[WHAT YOU WILL DO]:
Please arrange the data from its first line through the line containing "box: [2, 0, 770, 229]" as a numbered list, leaving out any blank lines.

····················

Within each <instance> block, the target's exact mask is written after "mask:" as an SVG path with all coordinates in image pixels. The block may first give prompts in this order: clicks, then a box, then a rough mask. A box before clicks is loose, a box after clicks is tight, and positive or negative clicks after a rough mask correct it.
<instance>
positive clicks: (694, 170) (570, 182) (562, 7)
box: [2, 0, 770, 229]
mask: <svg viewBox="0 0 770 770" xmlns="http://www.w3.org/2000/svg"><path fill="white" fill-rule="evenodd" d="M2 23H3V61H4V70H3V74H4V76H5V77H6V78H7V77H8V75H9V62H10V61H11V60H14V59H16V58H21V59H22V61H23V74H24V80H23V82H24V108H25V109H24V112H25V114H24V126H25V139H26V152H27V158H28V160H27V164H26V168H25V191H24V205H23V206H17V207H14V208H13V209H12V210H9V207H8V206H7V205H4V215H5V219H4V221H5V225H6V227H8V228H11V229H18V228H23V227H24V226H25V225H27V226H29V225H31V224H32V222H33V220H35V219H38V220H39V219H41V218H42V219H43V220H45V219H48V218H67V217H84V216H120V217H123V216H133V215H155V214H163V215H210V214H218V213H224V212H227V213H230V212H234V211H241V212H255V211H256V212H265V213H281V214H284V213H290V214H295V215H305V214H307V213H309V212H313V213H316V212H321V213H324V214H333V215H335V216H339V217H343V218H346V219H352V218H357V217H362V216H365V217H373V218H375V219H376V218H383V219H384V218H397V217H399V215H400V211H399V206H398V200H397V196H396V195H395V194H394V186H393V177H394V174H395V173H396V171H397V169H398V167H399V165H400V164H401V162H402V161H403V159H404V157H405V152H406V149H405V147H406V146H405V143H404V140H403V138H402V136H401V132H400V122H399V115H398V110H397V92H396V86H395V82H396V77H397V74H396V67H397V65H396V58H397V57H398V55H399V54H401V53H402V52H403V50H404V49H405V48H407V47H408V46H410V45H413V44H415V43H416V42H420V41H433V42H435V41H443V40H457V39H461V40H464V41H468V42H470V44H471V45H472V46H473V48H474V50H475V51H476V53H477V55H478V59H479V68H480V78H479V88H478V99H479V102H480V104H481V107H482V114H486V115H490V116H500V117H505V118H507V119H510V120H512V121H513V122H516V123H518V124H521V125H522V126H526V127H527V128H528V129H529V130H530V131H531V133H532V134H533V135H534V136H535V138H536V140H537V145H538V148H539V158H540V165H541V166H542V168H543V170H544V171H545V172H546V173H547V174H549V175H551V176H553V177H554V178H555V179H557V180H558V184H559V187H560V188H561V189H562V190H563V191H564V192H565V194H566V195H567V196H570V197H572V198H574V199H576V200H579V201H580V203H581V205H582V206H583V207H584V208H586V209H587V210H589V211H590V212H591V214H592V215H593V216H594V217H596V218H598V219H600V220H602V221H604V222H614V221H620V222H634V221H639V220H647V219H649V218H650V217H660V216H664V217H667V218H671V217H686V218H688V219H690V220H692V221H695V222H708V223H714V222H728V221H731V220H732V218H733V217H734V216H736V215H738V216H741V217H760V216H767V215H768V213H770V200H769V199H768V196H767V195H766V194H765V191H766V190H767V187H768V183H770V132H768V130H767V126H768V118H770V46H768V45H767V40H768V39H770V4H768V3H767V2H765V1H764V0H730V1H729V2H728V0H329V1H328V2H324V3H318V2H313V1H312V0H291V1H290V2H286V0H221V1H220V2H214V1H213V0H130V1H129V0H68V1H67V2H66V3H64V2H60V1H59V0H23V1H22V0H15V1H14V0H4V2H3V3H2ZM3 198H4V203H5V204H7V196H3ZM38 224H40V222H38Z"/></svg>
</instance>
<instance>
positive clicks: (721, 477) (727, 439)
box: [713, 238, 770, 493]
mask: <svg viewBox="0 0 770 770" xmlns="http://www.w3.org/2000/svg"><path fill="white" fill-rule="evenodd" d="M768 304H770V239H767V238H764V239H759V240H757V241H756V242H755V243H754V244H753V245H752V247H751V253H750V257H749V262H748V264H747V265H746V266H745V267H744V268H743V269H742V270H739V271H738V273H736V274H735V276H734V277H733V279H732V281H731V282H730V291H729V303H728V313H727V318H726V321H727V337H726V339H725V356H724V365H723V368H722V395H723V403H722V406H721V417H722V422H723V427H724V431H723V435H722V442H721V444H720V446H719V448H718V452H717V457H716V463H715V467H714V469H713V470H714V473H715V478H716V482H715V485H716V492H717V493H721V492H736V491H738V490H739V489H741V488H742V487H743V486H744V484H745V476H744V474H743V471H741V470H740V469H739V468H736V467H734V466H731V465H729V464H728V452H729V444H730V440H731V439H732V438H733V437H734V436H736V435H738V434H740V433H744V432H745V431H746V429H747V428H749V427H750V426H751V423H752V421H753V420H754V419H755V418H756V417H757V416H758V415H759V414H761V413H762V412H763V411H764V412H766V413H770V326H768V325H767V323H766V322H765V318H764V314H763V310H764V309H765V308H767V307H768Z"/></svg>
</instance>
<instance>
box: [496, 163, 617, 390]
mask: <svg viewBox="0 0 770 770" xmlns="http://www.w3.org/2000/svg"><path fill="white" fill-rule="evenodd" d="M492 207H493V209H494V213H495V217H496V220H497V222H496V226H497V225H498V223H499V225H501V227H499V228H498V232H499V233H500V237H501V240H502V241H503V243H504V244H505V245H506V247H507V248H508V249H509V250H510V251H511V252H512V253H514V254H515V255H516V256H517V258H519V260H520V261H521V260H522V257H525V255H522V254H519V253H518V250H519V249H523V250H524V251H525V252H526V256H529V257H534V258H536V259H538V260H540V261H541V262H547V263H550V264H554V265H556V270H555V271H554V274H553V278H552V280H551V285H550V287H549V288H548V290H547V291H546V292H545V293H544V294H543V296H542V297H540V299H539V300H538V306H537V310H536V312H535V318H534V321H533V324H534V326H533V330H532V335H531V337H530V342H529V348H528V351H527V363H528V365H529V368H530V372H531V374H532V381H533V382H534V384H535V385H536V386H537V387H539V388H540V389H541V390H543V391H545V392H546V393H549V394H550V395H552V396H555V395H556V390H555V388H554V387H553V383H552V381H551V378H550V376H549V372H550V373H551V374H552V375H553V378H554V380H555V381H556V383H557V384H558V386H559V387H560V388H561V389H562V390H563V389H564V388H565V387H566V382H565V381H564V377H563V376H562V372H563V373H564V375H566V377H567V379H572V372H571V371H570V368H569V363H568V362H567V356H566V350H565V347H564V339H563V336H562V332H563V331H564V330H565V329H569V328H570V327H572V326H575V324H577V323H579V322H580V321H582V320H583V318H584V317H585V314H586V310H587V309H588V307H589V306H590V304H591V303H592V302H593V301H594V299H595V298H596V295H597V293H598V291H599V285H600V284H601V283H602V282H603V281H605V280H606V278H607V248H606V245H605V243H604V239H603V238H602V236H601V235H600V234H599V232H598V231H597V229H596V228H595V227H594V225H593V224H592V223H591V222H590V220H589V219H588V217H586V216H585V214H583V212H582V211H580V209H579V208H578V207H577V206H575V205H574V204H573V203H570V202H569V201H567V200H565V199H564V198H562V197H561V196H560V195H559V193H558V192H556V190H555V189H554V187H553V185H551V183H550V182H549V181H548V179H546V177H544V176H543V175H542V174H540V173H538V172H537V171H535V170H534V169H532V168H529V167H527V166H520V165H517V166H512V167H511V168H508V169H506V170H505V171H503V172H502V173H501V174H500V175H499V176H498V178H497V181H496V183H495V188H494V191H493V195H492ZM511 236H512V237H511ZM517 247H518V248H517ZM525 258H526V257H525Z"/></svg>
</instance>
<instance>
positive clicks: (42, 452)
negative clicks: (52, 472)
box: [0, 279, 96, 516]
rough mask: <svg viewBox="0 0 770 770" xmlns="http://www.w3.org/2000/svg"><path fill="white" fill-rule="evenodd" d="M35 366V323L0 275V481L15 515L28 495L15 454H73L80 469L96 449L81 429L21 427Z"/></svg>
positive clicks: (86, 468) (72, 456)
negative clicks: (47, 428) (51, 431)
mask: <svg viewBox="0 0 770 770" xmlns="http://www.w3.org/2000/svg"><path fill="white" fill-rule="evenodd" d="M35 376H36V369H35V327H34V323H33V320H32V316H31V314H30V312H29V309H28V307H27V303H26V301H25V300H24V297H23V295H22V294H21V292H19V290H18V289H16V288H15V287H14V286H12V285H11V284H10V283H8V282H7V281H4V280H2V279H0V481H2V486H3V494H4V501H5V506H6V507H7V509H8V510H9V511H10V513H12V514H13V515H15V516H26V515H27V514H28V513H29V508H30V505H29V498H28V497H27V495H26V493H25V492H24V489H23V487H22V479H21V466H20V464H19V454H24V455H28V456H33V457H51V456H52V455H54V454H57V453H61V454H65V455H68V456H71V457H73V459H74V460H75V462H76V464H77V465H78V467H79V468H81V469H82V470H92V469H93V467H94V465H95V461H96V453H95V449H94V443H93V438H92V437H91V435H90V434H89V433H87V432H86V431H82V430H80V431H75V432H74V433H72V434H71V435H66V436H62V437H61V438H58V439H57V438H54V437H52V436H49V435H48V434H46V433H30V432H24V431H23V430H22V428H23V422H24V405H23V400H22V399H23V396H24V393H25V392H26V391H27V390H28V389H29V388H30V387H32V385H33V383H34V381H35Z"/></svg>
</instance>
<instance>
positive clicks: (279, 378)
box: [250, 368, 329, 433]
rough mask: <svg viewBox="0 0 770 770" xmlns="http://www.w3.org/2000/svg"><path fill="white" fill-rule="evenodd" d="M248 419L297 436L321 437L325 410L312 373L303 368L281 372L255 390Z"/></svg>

····················

[OUTPUT OF THE TASK]:
1. Within each <instance> block, the target's exact mask is written after "mask:" as an SVG path with all coordinates in image pixels. The block may first give prompts in this order: clicks, then a box, then a rough mask. A box before clicks is loose, a box after clicks is tight, and positive or negative clicks after a rough mask correct it.
2. <instance>
3. positive clicks: (694, 170) (570, 182) (562, 7)
4. box: [2, 0, 770, 229]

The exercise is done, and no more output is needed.